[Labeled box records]
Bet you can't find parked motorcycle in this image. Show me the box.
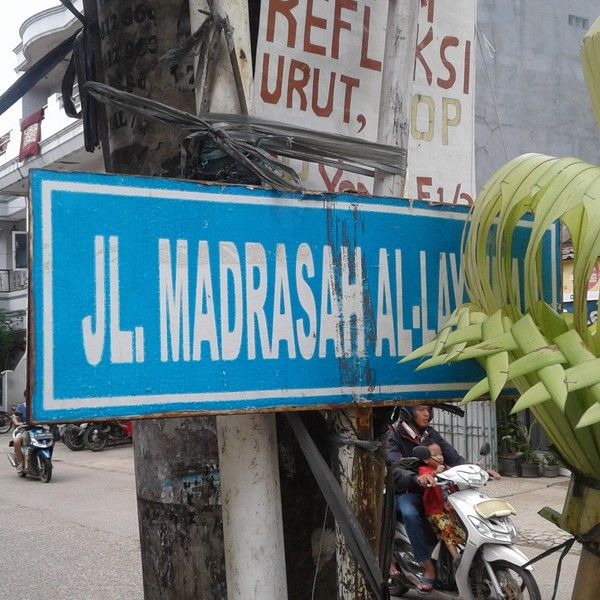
[390,444,541,600]
[83,421,133,452]
[8,425,54,483]
[61,423,88,451]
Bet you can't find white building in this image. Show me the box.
[0,0,103,407]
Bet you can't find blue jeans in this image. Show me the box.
[395,492,431,563]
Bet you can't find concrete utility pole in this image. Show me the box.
[97,0,227,600]
[190,0,287,600]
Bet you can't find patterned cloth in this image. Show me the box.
[427,512,467,546]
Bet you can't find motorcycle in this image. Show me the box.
[0,410,12,433]
[61,423,89,452]
[83,421,133,452]
[8,425,54,483]
[390,444,541,600]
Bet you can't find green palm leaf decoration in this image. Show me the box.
[403,19,600,568]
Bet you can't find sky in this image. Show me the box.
[0,0,60,135]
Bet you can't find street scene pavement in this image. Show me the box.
[0,436,579,600]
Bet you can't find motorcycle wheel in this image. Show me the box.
[40,456,52,483]
[83,425,106,452]
[63,425,85,452]
[473,560,542,600]
[0,413,12,433]
[388,578,410,596]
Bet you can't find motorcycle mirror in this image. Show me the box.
[413,446,431,461]
[395,456,421,470]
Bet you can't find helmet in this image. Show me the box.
[393,403,433,423]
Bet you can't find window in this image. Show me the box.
[569,15,590,30]
[13,231,28,270]
[57,84,81,111]
[0,131,10,156]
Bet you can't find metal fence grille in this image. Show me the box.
[432,401,498,467]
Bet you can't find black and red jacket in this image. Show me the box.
[386,421,468,494]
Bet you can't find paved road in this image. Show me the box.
[0,435,143,600]
[0,435,579,600]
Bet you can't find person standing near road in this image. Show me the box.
[12,392,27,473]
[386,404,467,592]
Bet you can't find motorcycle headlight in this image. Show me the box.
[463,470,488,488]
[469,515,517,544]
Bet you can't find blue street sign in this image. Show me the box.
[29,171,558,422]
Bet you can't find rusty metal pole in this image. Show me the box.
[97,0,227,600]
[333,0,418,600]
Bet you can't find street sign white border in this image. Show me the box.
[34,179,558,412]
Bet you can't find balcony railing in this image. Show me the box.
[0,269,29,293]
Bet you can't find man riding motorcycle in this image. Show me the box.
[12,402,27,473]
[386,404,467,592]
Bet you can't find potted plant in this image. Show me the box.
[542,452,559,477]
[498,418,528,477]
[521,442,540,477]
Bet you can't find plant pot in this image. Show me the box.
[498,456,521,477]
[521,463,540,477]
[542,465,559,477]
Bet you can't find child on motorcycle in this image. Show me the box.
[419,442,466,560]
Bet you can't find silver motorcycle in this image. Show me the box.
[390,444,541,600]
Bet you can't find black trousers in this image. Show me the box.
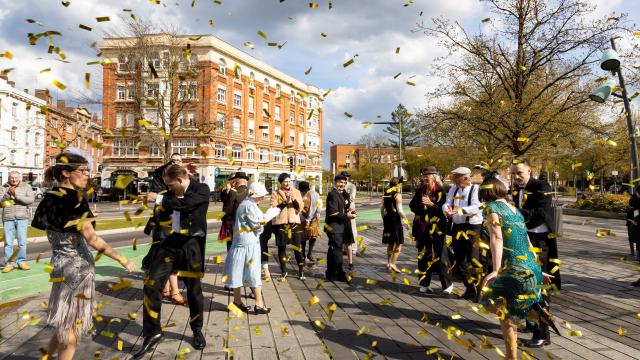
[418,232,452,290]
[452,223,482,289]
[325,233,346,279]
[527,232,561,339]
[142,237,204,337]
[260,221,273,265]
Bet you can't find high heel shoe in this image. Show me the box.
[533,299,562,336]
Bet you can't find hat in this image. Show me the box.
[451,166,471,176]
[420,166,438,175]
[249,181,268,197]
[298,181,309,192]
[278,173,291,183]
[229,171,249,181]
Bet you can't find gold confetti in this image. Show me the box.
[53,79,67,91]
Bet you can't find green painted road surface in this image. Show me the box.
[0,206,402,303]
[0,234,226,303]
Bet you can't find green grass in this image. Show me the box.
[0,211,220,238]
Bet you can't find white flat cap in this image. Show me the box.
[451,166,471,176]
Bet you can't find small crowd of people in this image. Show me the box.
[0,152,636,360]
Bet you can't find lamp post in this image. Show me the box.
[589,38,638,194]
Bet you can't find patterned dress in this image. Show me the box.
[31,188,96,345]
[480,201,542,323]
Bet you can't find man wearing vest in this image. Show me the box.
[442,167,482,299]
[511,161,560,348]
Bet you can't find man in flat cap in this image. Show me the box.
[442,167,483,299]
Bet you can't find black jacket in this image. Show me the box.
[513,178,552,229]
[409,185,447,241]
[324,188,353,236]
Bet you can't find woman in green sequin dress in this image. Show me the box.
[479,174,552,359]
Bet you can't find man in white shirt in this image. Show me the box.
[442,167,482,299]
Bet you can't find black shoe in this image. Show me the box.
[193,331,207,350]
[533,300,562,336]
[524,338,551,349]
[233,303,249,314]
[132,333,164,360]
[462,288,478,300]
[253,305,271,315]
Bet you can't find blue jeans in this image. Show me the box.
[3,219,29,266]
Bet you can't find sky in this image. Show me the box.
[0,0,640,167]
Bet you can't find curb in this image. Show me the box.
[27,219,220,244]
[562,207,627,220]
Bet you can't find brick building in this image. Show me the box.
[100,35,323,193]
[35,89,102,177]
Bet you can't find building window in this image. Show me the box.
[149,144,162,157]
[116,85,126,100]
[231,144,242,160]
[127,85,136,100]
[263,79,270,97]
[233,117,240,134]
[273,105,280,120]
[214,143,227,159]
[233,91,242,109]
[260,149,269,162]
[115,113,124,128]
[171,139,198,155]
[233,64,242,82]
[248,120,256,137]
[113,139,138,157]
[218,86,227,104]
[249,96,256,114]
[189,82,198,100]
[218,59,227,75]
[127,113,135,127]
[216,114,225,130]
[273,126,282,142]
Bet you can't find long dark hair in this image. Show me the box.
[44,152,89,182]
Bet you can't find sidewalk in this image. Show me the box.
[0,216,640,360]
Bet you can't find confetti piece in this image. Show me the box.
[53,79,67,91]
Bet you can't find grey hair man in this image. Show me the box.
[0,171,35,273]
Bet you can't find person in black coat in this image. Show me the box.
[409,166,453,294]
[134,164,210,359]
[324,175,356,282]
[511,161,561,348]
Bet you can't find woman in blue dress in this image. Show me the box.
[480,173,560,359]
[224,182,280,315]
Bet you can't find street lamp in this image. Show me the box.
[589,38,638,188]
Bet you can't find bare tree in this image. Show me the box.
[418,0,624,156]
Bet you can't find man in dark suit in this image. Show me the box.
[511,161,560,348]
[133,164,210,359]
[324,175,356,282]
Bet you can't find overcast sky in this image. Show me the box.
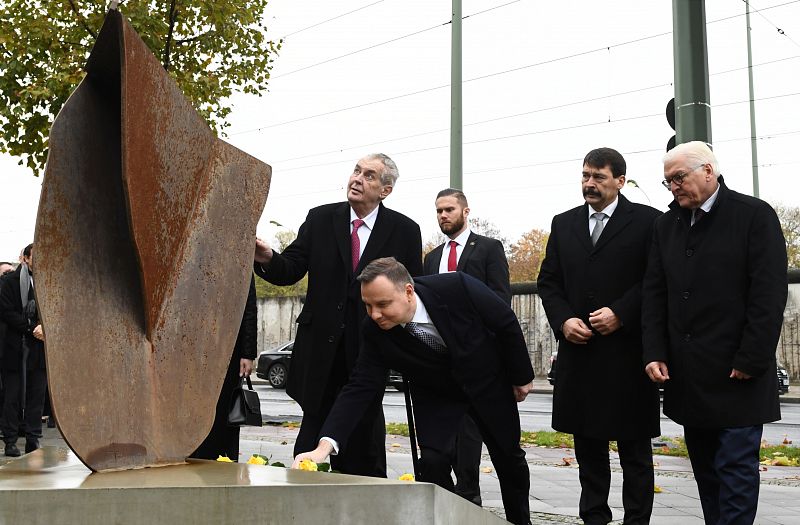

# Problem
In every one of the items above, swap "Show me the box" for "Give me the box" and write the items out again with nothing else changed. Omit the pictures.

# Answer
Bet you can't find parked motorcycle in this image. Give me the box.
[390,444,541,600]
[83,421,133,452]
[8,425,54,483]
[61,423,88,451]
Bet you can't find white building in this image. Give me the box.
[0,0,103,407]
Bet you can't find blue jeans in this image. Give me the box.
[395,492,431,563]
Bet you can't find concrete utility pole in this image. Give me the box.
[97,0,227,600]
[190,0,287,600]
Bet you can't find patterned cloth in this image. Give me the box.
[427,512,467,546]
Bet you can't find motorcycle in this image. Give me the box.
[0,410,12,433]
[61,423,89,452]
[83,421,133,452]
[8,425,54,483]
[390,444,541,600]
Bet you can't find green palm leaf decoration in this image. Give me the box.
[403,19,600,568]
Bet you can't find sky in this image. Give me the box.
[0,0,60,135]
Bet you can't find street scene pavement in this image. Give me the box.
[0,436,579,600]
Bet you can't find motorcycle wheel in this image. Give me the box.
[40,456,52,483]
[83,425,106,452]
[63,425,85,452]
[473,560,542,600]
[0,413,12,433]
[388,578,410,596]
Bet you can't find motorcycle mirror in this image. Give me the box.
[413,446,431,461]
[395,456,421,470]
Bet you can't find helmet in this image. Give me the box.
[393,403,433,423]
Bet you can't find window in this image. Give me the box.
[569,15,590,30]
[13,231,28,270]
[57,84,81,111]
[0,131,10,156]
Bet you can't find metal fence grille in this image. Give me the box.
[432,401,498,467]
Bet you can't find black and red jacket in this image. Give me the box.
[386,421,468,494]
Bet you can't find paved road in this image. Give me the box.
[0,435,143,600]
[0,435,579,600]
Bet you can't find person standing near road in this image. Give me the box.
[12,392,27,473]
[386,404,467,592]
Bet you can't find motorcycle headlight in this image. Give me the box.
[463,470,488,488]
[469,515,517,544]
Bet you can't find blue street sign in this image. Give me the box.
[29,171,558,422]
Bet you can't find rusty metal pole in this image. Give me the box.
[97,0,227,600]
[333,0,418,600]
Bet you can't find street sign white border in this image. Give me the box.
[34,179,558,412]
Bet you can't find balcony railing in this image. Give me the box.
[0,269,29,293]
Bet you can't find man riding motorcycle in this image. Give me the box.
[12,402,27,473]
[386,404,467,592]
Bet you can't find potted plant in this image. Give me the box.
[542,452,559,477]
[498,418,528,477]
[521,442,540,477]
Bet you can't find plant pot in this image. Give me the box.
[498,456,521,477]
[521,463,540,477]
[542,465,559,477]
Bet you can't find child on motorcycle in this image. Give me the box.
[419,442,466,560]
Bet you can't find silver motorcycle in this image. Give me the box.
[390,444,541,600]
Bet you can't find black trousers in this image. Give me the box.
[418,232,452,290]
[452,223,482,289]
[325,233,346,279]
[527,232,561,339]
[142,237,204,337]
[260,221,273,265]
Bet you can't find high heel shoe in this image. Give me the box.
[533,299,562,336]
Bet you can't find hat in this image. Give me the box.
[451,166,471,176]
[420,166,438,175]
[249,181,268,197]
[298,181,309,192]
[278,173,291,183]
[229,171,249,181]
Bet you can't find gold confetti in this image. Give me the box.
[53,79,67,91]
Bet you can't find green painted road surface in this image. Give me the box.
[0,206,402,303]
[0,234,226,303]
Bet you can't find green grass in this image. Give me the box.
[0,211,220,238]
Bet you can't find white flat cap in this image. Give me the box.
[451,166,471,176]
Bet you can't find small crowd of people in this image. Give me the box.
[0,152,636,360]
Bet you can't find lamp post in this image. Give me the box.
[589,38,638,194]
Bet you can't find patterned dress in this image. Give me the box.
[31,188,96,345]
[480,201,542,323]
Bet you can't find man wearing vest in this image. Give me the box.
[442,167,482,299]
[511,161,560,348]
Bet you can't find man in flat cap in this image. Give me the box.
[442,167,483,299]
Bet you can't find black jacket in this image. Give me the box.
[513,178,552,229]
[409,185,447,241]
[324,188,353,236]
Bet you can't find woman in green sequin dress in this image. Give me the box.
[479,174,552,359]
Bet you can't find man in white shirt in this image. Give me the box.
[442,167,482,299]
Bet you can't find black shoe in this image. Give me the box.
[193,331,207,350]
[533,300,562,336]
[524,338,551,349]
[233,303,249,314]
[132,333,164,360]
[462,288,478,300]
[253,305,271,315]
Bet you can't find blue jeans in this image. Give me the box.
[3,219,29,266]
Bet you can't find sky in this image. Give me the box.
[0,0,640,167]
Bet you can't find curb in this image. Give me the box.
[27,219,220,244]
[562,207,627,220]
Bet you can't find brick building in this image. Give me the box.
[100,35,323,193]
[35,89,102,177]
Bet you can't find building window in this image. Give me the box.
[149,144,162,157]
[116,85,126,100]
[231,144,242,160]
[127,85,136,100]
[263,79,270,97]
[233,117,240,134]
[273,105,280,120]
[214,143,227,159]
[233,91,242,109]
[260,149,269,162]
[115,113,124,128]
[171,139,198,155]
[233,64,242,82]
[248,120,256,137]
[113,139,138,157]
[218,86,227,104]
[249,96,256,114]
[189,82,198,100]
[218,59,227,75]
[127,113,135,127]
[216,114,225,130]
[273,126,282,142]
Bet you can't find long dark hair in this image. Give me the box.
[44,152,89,182]
Bet you can't find sidewalk in this image. Give me the box.
[0,216,640,360]
Bet you can't find confetti piece in this image. Give me the box.
[53,79,67,91]
Bet you can't find grey hair man in this image. Give me the box.
[0,171,35,273]
Bet you can't find person in black coat in this image. Give me the box.
[409,166,453,294]
[134,164,210,359]
[324,175,356,282]
[511,161,561,348]
Bet you can't find woman in blue dress in this image. Give me the box.
[480,173,560,359]
[224,182,280,315]
Bet you can't find street lamp in this image. Give me the box.
[589,38,638,188]
Bet you can't find bare tree in this image. Give me the box.
[418,0,624,156]
Bet you can't find man in dark suit in this image. Give me the box.
[511,161,560,348]
[133,164,210,359]
[324,175,356,282]
Bet you can't find overcast sky in this image. Give me the box.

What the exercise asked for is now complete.